Given passage:

──────────────────────────────

John Keshick III, a member of the council who voted against same-sex marriage, said the tribe should accept the outcome.

"To me, it was a close vote, and I voted the way I was brought up," he said. "But to me, it's kind of like water over the dam. It's done."

Tribes have long wrestled with the issue.

In one of the first votes, the Navajo Nation Council banned same-sex marriages and unions between close blood relatives in 2005.

Three years later, the Coquille Indian Tribe in Oregon became the first in the nation to approve a gay-marriage law.

But of the 566 federally recognized tribes, the majority have stayed silent.

Ron Whitener, the executive director of the Native American Law Center at the University of Washington School of Law in Seattle, predicted that would change quickly if the Supreme Court or Congress threw out the Defense of Marriage Act and made same-sex marriage a universal right. The law allows states not to recognize gay marriages from other states.

Scholars note that before their introduction to Christianity, many tribes accepted their gay, lesbian, bisexual and transgender members as "two spirits," even giving them added respect because they were thought to have special powers.

Consequently, they say, same-sex marriage is easier for many tribal members to accept, though it still kicks up plenty of controversy.

"The debate in Indian country is very similar to the debate in the United States, in that you have strong feelings going both ways," said Elizabeth Ann Kronk, the director of the Tribal Law and Government Center at the University of Kansas School of Law and a member of the Sault Ste. Marie Tribe of Chippewa Indians of Michigan. "What you see in Indian country is this struggle between the historical accepting of the two-spirit individuals versus the relatively new but yet very strong Christian influences."

──────────────────────────────

Task instructions:
1. Using the passage on tribal same-sex marriage, explain in one to three sentences why scholars say many tribal members find same-sex marriage easier to accept.
2. Please extend the passage on tribal same-sex marriage by a few paragraphs, picking up right after its final sentence.

Records:

──────────────────────────────

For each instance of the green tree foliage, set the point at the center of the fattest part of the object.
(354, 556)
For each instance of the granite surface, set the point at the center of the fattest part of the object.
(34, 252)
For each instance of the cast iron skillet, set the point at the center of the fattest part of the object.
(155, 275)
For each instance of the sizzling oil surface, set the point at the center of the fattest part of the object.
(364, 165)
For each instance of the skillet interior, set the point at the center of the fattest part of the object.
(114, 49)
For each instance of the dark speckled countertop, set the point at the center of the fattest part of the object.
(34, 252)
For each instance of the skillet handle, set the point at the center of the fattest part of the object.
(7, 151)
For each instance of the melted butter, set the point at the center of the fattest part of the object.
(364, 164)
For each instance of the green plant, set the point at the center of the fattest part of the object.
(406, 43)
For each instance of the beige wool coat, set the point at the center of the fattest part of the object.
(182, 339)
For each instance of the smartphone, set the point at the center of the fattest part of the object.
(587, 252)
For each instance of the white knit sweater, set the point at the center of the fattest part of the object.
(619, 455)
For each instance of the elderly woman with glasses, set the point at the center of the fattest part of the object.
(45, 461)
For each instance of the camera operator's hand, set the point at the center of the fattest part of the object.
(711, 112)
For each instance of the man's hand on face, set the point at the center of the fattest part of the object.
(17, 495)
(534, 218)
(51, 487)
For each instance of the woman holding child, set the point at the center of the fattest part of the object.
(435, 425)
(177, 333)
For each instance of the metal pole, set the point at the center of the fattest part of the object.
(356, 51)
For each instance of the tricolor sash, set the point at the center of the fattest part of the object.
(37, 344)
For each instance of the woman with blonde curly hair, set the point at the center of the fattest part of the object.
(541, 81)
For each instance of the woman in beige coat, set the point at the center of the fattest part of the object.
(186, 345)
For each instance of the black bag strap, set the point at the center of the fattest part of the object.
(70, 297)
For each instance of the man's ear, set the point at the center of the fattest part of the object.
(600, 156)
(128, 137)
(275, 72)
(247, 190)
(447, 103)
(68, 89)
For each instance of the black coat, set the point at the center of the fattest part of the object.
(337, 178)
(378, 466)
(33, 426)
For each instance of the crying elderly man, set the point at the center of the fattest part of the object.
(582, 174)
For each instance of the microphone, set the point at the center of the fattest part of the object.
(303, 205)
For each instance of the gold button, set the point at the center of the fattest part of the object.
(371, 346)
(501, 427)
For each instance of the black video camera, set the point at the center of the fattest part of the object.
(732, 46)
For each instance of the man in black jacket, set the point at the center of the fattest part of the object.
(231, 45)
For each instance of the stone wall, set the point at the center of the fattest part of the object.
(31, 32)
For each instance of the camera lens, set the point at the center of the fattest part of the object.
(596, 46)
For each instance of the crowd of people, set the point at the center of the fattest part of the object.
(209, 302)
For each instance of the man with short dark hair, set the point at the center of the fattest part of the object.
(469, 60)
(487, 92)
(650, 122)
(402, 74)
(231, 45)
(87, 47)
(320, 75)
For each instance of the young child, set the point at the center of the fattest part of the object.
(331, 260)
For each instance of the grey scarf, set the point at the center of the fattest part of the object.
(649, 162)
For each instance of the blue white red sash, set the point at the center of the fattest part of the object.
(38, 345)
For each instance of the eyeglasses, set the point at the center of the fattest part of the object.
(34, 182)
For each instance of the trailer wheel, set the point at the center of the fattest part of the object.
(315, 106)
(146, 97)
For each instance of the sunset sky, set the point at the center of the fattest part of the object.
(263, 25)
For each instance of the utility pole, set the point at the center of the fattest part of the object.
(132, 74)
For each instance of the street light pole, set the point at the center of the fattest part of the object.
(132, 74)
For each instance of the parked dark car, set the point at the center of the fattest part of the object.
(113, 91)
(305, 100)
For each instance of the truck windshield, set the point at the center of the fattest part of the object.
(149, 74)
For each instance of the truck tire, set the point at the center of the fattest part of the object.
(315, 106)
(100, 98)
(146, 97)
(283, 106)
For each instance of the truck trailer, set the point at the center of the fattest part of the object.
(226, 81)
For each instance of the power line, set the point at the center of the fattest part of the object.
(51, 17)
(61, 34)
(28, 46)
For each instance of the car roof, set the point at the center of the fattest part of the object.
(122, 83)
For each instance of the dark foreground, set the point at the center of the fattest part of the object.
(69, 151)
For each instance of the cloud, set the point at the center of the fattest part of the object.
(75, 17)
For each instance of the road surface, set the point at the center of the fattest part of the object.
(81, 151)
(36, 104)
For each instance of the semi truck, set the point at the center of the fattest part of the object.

──────────────────────────────

Results in order:
1. Scholars note that before their introduction to Christianity, many tribes accepted their gay, lesbian, bisexual and transgender members as "two spirits." Some even gave them added respect because they were thought to have special powers. The scholars say that this history makes same-sex marriage easier for many tribal members to accept, though it still stirs plenty of controversy.

2.
Whitener, a member of Washington state's Squaxin Island Tribe, recalled how his openly gay cousin was elected to his tribe's council, and his sexuality never came up. He said tribal members had "a much more fluid spirituality" and tended to be more tolerant.

"This is a generalization, but I don't think that homosexuality among most tribal groups was something that they considered taboo," Whitener said. "There wasn't a book that said this was a sin and that guided the entire cultural landscape for tribes."

Purser is optimistic that the Supreme Court will make same-sex marriage the law of the land, leaving religion out of the deliberations.

She's still single, living with 28-year-old Rebecca Platter, her partner of three years.

"We're not engaged, but I do plan on getting married, and she's definitely the one," Purser said.

Purser spends her days diving in the deep waters of Puget Sound, gathering geoducks (pronounced goo-ee-ducks), one of the world's largest clam species. She once dove 82 feet.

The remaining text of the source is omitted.